→ **EXERCISE**
Write what comes next in the forum thread about reloading a billion records into a three-node Aerospike cluster, starting right after its final sentence.

→ **TEXT BLOCK**
______

I can store 1 billion records if the cluster is new but can't reload it


#1

I’ve configured a three node cluster with each machine having 64GB memory and a 1TB SSD. I can start the cluster up fresh with my namespace, allocated with 60GB, and I seem to be able to load 1 billion records with no problem (but this may not be true). However if I stop the service and restart it again the log indicates that it loads about half the records and then spends eternity trying to make more room. It never succeeeds.

Has anyone loaded a billion records into an aerospike client and if so, what configuration/machine config did you use.


#2

You’d have to share your config and also clarify if that capacity you described is for the cluster or per-node.

1 billion objects * 64B * replication-factor 2 = 128GB. That wouldn’t fit on a single node, so I believe you’re talking about each node having 64GB of DRAM, 128GB for the cluster.

Assuming an even distribution of the data on the nodes, this is 42.66GB per-node. That is over the 60% high watermark for memory (which is the default value) of (60GB * 0.6=) 36GB. You’ll be kicking into evictions, especially when you take down a node. With your data distributed over two remaining machines you’re using 128GB of 120GB available to the cluster…

Take a look at the capacity planning article in the deployment guide. You want to make sure to have enough capacity to hold all your data on an N-1 cluster without breaching the high-water-memory-pct.

Also see:


#3

Thanks for that information. :grinning:

The following is the current relevant config I’m testing with (using three instances). It specifies twice the available actual memory on any one machine. I’m in the process of causing a failures and restarts to see what happens. Testing takes a long time because of the size of the data.

______

→ **RECORD EXTRACTS**
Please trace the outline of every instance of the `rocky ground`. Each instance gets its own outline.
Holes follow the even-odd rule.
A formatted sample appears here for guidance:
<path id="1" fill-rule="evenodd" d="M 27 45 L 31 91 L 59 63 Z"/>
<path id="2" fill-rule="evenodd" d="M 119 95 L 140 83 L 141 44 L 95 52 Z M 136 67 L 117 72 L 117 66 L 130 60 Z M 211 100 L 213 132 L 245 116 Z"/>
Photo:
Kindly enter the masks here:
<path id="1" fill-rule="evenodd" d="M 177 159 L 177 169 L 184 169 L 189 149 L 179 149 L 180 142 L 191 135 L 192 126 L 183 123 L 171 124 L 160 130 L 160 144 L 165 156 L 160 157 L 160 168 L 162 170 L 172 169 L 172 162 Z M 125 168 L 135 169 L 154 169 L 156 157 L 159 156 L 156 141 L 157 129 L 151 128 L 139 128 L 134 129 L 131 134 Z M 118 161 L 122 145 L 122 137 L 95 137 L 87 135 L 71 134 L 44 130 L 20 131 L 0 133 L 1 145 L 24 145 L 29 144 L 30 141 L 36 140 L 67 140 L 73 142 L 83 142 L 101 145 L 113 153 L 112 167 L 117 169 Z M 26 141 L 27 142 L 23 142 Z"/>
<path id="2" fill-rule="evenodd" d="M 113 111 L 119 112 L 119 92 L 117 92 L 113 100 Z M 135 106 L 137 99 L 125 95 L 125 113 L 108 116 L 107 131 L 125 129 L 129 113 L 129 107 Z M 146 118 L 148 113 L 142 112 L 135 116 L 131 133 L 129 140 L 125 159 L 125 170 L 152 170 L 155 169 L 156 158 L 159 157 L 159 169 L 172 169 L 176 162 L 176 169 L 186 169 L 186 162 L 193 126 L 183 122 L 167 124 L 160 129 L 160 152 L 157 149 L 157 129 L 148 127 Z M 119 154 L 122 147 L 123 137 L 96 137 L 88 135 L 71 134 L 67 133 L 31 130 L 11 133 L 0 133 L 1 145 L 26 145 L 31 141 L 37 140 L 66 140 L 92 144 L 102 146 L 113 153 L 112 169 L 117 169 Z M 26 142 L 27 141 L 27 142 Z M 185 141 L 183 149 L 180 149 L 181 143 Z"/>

______

→ **THE ANSWER**
So my follow question is, if I increase the cluster to six instances of 64G and only specify 56G per instance, will that spread the load across the six machine in case of failure. That is, if one of the six fails, will that prevent any one machine from from running out of memory, and thus attempting evictions. I am specifically disallowing evictions as once the namespace is loaded, it is just read. Subsequent verions of the data get loaded into a second cluster on a periodic basis and the running software is reconfiured to point to the second cluster.

namespace XXX {
        replication-factor 2
#       memory-size 56G
        memory-size 128G
#       default-ttl 30d # 30 days, use 0 to never expire/evict.
        default-ttl 0 # 30 days, use 0 to never expire/evict.

        #storage-engine memory

        # To use file storage backing, comment out the line above and use the
        # following lines instead.
        storage-engine device {
#               file /opt/aerospike/data/XXX.dat
                device /dev/sdb
                #filesize 512G
                write-block-size 128K
                data-in-memory false
        }
}

#4

With 6 nodes the high-water-memory-pct can be set to 66%, and you’ll be fine even with a node going down. 56G x 6 = 336G for the cluster which should be plenty for 1B master objects and replication factor 2.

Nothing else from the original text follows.